### Source text
>>>>

Conservation and public-health groups filed a lawsuit against U.S. Environmental Protection Agency (EPA) Administrator Scott Pruitt for failing to enforce air-quality standards that limit deadly soot pollution in California, Idaho and Pennsylvania.

Filed on Dec. 20, the lawsuit seeks to force the EPA to ensure that communities in the three states are taking legally required steps to meet clean-air standards to reduce soot, also known as fine particulate matter. The suit was filed in U.S. District Court for the Northern District of California.

Soot, which comes mainly from burning fossil fuels in cars, power plants and other industrial facilities, causes thousands of premature deaths every year, as well as a range of debilitating health problems for people and wildlife.

“By failing to enforce common-sense measures to reduce soot, Trump’s EPA is sentencing thousands of Americans to asthma and heart attacks and death,” said Robert Ukeiley, environmental health senior attorney at the Center for Biological Diversity. “People in these states desperately need cleaner air. But Pruitt doesn’t mind sacrificing human health if it pumps up the profits of his buddies in the fossil fuel industry.”

In the lawsuit, the Center for Biological Diversity, the Center for Environmental Health and Clean Air Council ask the federal court to order EPA to make a finding that the three states have failed to submit plans to reduce dangerous soot levels.

<<<<

### Directions
Print the passage of the soot lawsuit article from "Soot, which comes" up to and including "dangerous soot levels.".

### Data supplied
>>>>

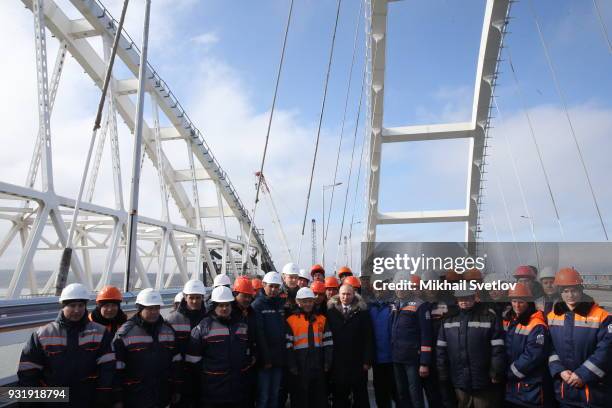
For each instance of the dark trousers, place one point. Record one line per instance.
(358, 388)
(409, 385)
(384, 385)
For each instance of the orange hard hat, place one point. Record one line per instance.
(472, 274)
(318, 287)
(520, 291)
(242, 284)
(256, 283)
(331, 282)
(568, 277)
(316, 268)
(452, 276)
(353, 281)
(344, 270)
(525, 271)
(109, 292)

<<<<
>>>>

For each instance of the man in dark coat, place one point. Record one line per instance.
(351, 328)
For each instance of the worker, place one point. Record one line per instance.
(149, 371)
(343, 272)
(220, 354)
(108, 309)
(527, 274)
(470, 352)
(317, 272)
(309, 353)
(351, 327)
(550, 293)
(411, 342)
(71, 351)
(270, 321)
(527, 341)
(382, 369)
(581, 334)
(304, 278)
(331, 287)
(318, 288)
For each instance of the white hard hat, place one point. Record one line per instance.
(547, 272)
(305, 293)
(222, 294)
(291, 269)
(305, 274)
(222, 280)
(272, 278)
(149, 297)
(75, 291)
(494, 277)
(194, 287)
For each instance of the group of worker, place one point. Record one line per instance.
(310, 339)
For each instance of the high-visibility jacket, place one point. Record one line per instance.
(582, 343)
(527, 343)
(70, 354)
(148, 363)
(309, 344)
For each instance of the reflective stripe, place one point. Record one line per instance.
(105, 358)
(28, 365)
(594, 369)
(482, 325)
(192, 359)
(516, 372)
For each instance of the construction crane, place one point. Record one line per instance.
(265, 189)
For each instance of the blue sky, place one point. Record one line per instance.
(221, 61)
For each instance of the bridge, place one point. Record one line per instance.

<<<<
>>>>

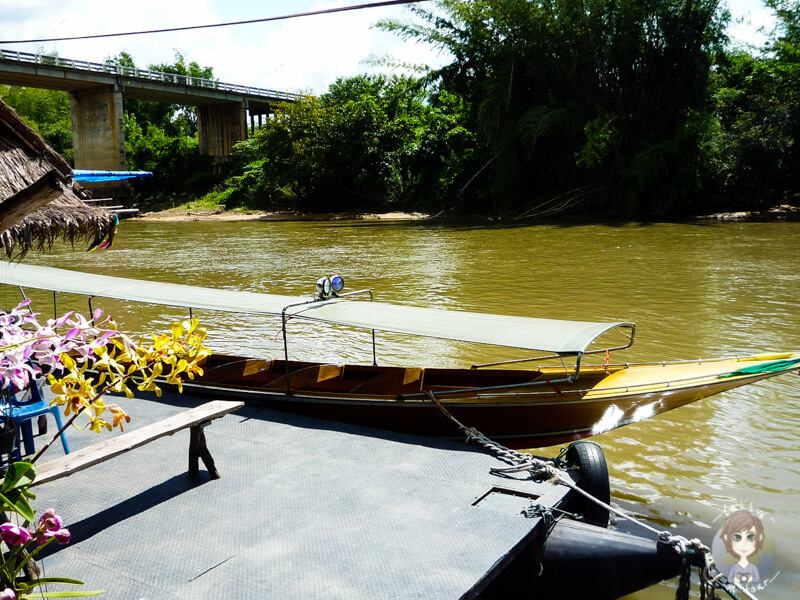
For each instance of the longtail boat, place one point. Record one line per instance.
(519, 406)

<<<<

### Exercise result
Soot, which comes mainly from burning fossil fuels in cars, power plants and other industrial facilities, causes thousands of premature deaths every year, as well as a range of debilitating health problems for people and wildlife.

“By failing to enforce common-sense measures to reduce soot, Trump’s EPA is sentencing thousands of Americans to asthma and heart attacks and death,” said Robert Ukeiley, environmental health senior attorney at the Center for Biological Diversity. “People in these states desperately need cleaner air. But Pruitt doesn’t mind sacrificing human health if it pumps up the profits of his buddies in the fossil fuel industry.”

In the lawsuit, the Center for Biological Diversity, the Center for Environmental Health and Clean Air Council ask the federal court to order EPA to make a finding that the three states have failed to submit plans to reduce dangerous soot levels.